- Task requirements:
Each line that includes "wall" must be copied from the records.

- The records:
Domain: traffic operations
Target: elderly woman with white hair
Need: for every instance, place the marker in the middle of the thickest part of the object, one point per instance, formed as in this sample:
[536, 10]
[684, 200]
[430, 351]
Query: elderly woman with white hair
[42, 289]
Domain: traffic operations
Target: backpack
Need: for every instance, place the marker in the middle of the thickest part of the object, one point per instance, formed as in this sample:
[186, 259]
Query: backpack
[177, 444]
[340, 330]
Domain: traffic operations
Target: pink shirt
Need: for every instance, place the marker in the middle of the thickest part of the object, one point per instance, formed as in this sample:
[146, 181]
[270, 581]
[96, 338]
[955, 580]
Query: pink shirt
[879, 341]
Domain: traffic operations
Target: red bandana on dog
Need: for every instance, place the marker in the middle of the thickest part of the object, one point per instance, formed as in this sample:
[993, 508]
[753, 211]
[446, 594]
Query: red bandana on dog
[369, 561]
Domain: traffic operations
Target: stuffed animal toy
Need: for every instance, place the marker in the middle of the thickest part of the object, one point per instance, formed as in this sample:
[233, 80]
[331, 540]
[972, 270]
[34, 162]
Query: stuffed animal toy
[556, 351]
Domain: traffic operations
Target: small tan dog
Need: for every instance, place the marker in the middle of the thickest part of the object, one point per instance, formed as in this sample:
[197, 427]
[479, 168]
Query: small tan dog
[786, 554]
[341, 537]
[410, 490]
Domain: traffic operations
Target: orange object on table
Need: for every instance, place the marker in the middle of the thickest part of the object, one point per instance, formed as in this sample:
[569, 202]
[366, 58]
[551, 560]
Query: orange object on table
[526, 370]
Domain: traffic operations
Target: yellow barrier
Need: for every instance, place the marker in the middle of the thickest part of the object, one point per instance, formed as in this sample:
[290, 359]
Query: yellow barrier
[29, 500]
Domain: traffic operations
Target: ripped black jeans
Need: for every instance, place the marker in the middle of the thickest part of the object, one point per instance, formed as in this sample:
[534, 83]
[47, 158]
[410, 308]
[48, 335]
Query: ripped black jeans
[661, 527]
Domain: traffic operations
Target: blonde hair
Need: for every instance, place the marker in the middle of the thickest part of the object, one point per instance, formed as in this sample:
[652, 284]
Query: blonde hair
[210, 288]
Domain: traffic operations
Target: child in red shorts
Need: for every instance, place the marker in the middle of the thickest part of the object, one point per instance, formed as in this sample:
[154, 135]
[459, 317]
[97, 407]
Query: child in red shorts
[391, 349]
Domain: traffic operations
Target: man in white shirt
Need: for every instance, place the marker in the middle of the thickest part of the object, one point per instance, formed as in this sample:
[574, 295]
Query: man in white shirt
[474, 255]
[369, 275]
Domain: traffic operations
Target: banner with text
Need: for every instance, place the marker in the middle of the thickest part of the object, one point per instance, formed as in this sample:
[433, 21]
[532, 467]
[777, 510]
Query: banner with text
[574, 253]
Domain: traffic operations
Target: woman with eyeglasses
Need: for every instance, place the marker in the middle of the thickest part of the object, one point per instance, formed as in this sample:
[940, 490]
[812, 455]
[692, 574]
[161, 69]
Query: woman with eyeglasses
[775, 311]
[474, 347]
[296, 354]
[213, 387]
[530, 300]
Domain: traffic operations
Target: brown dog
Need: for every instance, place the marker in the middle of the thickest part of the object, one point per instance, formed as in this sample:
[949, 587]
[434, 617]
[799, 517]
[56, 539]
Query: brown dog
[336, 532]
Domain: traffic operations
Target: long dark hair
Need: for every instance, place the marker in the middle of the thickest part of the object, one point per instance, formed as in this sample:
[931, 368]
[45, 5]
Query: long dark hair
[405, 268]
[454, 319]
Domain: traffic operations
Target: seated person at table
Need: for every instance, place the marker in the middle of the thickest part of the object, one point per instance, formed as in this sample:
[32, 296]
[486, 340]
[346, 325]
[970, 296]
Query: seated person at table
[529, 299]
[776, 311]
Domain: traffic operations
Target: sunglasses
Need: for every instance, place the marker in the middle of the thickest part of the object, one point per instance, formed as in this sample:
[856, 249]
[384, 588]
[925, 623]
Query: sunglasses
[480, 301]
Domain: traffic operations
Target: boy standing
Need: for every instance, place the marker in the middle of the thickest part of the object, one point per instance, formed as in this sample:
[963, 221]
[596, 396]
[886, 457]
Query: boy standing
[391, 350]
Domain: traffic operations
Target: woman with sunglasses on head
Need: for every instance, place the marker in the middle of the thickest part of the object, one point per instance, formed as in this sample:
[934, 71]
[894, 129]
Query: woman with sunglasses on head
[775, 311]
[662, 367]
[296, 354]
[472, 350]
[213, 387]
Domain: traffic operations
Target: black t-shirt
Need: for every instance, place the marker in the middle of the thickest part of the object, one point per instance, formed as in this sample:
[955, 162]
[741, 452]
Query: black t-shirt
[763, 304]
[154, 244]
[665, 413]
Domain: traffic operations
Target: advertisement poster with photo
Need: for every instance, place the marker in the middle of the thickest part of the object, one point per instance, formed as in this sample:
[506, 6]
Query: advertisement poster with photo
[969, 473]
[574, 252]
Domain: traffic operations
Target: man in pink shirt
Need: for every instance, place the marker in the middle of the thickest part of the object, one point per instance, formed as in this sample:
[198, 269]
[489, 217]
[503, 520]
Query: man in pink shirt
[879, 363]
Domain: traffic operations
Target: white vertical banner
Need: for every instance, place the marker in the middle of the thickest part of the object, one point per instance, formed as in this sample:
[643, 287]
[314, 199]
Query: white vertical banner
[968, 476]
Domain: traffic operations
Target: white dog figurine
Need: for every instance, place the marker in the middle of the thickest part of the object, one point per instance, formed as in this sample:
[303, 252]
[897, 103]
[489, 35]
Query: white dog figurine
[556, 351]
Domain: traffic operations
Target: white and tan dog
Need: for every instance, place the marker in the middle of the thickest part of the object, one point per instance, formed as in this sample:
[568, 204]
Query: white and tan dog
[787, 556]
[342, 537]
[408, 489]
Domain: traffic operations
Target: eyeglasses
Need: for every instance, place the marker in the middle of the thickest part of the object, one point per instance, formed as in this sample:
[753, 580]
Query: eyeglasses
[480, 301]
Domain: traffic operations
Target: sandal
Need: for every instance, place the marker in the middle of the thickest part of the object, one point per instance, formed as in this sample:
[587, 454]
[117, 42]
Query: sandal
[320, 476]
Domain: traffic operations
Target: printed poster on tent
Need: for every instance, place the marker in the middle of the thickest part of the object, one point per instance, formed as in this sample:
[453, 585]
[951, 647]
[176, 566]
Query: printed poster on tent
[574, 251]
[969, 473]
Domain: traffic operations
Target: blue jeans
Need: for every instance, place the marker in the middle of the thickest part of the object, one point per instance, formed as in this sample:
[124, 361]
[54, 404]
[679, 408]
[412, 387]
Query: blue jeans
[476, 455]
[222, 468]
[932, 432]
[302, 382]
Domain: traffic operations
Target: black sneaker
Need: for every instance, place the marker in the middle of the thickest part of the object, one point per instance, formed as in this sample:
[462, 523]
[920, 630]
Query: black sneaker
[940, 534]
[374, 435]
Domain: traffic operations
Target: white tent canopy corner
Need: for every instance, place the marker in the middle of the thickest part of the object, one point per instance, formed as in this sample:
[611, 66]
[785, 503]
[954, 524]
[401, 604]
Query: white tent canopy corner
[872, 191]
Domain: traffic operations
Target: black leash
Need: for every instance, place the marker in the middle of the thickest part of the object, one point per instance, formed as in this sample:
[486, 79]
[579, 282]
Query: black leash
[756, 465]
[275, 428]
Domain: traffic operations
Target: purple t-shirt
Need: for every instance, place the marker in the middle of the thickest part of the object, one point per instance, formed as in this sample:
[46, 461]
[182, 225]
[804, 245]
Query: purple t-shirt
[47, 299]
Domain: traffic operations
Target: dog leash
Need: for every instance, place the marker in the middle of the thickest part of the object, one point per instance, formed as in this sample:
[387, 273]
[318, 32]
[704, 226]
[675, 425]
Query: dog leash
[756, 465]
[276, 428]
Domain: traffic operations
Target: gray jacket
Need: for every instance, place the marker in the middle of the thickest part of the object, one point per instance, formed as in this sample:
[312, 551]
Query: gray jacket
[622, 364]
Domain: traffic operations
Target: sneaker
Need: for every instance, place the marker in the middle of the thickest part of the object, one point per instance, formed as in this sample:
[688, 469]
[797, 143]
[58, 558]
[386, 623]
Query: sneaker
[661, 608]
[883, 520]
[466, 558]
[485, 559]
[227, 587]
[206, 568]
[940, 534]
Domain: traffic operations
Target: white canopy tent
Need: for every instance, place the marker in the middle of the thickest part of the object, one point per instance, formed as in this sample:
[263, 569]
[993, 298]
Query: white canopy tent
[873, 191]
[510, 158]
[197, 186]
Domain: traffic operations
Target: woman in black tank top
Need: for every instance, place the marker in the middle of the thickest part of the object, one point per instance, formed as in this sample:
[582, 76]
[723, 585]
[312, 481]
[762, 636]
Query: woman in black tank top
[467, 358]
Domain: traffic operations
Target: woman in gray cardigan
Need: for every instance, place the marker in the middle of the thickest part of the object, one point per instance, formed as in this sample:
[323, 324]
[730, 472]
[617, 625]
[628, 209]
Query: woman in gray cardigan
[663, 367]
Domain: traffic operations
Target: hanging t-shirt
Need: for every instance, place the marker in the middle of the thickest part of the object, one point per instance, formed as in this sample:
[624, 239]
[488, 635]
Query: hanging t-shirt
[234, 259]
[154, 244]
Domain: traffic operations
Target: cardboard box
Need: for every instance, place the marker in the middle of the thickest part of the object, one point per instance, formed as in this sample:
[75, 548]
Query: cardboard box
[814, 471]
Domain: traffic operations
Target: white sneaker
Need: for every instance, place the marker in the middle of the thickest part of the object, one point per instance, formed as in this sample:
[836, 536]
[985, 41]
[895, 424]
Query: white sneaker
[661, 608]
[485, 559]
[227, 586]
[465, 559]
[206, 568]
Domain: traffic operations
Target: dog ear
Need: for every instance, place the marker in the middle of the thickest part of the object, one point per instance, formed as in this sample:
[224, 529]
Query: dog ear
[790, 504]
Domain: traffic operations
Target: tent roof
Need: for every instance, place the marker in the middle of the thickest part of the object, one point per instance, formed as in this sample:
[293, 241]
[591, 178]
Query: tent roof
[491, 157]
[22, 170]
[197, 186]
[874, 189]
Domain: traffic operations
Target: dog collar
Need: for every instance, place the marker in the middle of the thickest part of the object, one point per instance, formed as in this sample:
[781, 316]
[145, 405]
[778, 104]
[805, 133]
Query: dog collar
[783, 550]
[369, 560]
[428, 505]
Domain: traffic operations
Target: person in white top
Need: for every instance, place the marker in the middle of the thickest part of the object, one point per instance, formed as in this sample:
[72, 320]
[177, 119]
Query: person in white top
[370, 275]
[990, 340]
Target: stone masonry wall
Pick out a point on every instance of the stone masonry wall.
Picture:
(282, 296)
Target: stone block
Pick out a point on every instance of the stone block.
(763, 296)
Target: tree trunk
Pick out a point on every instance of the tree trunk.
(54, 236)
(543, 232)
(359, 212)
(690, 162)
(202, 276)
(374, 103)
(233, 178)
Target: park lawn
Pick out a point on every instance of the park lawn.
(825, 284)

- Written solution:
Target: stone masonry wall
Pick out a point on every instance of the stone masonry wall.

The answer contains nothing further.